| Problem details |
Return the records below from the line containing "In the picture above, where can the scattered" onward, exactly, through and including the last line.

| Input for this task |

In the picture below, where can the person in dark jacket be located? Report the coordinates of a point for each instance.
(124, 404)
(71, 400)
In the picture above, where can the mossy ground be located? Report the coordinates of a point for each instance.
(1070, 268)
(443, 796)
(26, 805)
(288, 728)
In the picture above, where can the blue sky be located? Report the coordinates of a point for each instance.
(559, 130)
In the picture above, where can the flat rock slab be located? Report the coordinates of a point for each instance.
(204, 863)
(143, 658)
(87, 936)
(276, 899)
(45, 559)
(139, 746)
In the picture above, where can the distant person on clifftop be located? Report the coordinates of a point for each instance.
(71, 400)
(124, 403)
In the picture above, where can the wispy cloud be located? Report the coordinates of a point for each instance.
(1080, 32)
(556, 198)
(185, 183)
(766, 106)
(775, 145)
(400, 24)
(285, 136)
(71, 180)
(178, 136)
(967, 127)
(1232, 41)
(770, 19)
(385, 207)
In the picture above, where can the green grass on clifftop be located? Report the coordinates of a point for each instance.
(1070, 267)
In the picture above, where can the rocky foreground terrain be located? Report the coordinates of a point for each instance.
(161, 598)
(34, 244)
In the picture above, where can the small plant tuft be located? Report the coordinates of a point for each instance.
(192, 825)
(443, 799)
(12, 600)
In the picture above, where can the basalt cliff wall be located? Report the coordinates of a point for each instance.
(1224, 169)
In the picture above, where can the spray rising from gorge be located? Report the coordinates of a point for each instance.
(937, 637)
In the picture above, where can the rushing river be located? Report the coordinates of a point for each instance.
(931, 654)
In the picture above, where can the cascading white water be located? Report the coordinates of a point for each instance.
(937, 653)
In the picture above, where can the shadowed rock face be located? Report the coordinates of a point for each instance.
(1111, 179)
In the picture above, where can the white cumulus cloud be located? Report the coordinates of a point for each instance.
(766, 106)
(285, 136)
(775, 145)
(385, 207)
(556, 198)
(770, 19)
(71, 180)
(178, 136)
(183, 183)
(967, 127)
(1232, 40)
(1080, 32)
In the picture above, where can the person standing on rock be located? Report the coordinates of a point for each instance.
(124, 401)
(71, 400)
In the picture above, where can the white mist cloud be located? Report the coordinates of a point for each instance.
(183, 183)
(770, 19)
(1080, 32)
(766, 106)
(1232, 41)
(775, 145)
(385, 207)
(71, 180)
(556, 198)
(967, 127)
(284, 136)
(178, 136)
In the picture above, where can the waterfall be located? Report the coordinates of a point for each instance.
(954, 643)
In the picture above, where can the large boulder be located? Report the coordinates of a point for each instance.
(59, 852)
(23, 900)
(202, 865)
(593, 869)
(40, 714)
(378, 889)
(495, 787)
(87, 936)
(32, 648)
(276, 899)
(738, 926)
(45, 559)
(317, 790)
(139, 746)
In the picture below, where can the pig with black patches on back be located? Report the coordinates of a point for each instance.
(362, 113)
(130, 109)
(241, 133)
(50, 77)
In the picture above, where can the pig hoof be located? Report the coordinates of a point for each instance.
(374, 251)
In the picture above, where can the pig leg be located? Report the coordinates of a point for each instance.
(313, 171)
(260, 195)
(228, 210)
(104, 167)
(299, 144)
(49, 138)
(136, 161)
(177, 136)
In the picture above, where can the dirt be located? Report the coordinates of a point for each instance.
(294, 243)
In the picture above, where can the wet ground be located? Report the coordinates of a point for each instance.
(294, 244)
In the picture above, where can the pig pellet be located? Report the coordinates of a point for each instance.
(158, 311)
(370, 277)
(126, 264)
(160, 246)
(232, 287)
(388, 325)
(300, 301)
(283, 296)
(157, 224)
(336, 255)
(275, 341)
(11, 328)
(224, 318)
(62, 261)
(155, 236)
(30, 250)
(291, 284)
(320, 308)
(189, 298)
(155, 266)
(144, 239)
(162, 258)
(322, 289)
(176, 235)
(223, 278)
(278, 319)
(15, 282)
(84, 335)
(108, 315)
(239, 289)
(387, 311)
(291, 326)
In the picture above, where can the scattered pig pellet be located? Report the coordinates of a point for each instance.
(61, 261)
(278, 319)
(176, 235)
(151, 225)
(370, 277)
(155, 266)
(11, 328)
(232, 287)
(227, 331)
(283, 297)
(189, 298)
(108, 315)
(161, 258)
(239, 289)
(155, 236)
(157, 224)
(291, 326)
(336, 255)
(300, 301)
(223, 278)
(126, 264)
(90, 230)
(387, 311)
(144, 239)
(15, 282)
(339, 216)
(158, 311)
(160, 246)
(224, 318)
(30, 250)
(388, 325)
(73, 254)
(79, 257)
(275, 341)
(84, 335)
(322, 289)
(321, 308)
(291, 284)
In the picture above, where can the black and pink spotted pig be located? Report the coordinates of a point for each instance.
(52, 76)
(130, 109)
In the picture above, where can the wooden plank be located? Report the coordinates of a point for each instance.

| Finished task |
In the picture above, where can the scattered pig pellet be located? Report the coordinates of a point for each instance.
(61, 261)
(278, 319)
(176, 235)
(151, 225)
(370, 277)
(155, 266)
(11, 328)
(232, 287)
(227, 331)
(283, 297)
(189, 298)
(108, 315)
(161, 258)
(239, 289)
(155, 236)
(157, 224)
(291, 326)
(336, 255)
(300, 301)
(223, 278)
(126, 264)
(90, 230)
(387, 311)
(144, 239)
(15, 282)
(339, 216)
(158, 311)
(160, 246)
(224, 318)
(30, 250)
(388, 325)
(73, 254)
(79, 257)
(275, 341)
(84, 335)
(322, 289)
(321, 308)
(291, 284)
In the picture above, where can the black and pink spotted pig be located? Report the coordinates of a point for each instance.
(52, 76)
(130, 109)
In the picture above, where can the wooden plank be located? Report the coordinates of a point for each instance.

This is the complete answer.